→ **YOUR TASK**: The expected result is the full listing, retyped exactly, without a single picture.

================================

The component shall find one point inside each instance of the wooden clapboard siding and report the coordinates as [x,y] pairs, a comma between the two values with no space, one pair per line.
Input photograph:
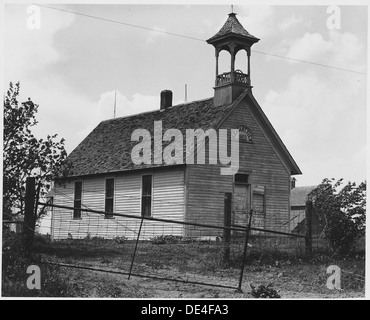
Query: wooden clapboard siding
[167,203]
[265,164]
[206,186]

================================

→ **EXPECTED OUTPUT**:
The component shall find one point inside each instance of the wooden clapboard siding and report the coordinates as [x,y] pairs, a comma between the two values with no space, one pair per line.
Input photograph:
Query: wooden clapboard siding
[167,203]
[265,164]
[206,186]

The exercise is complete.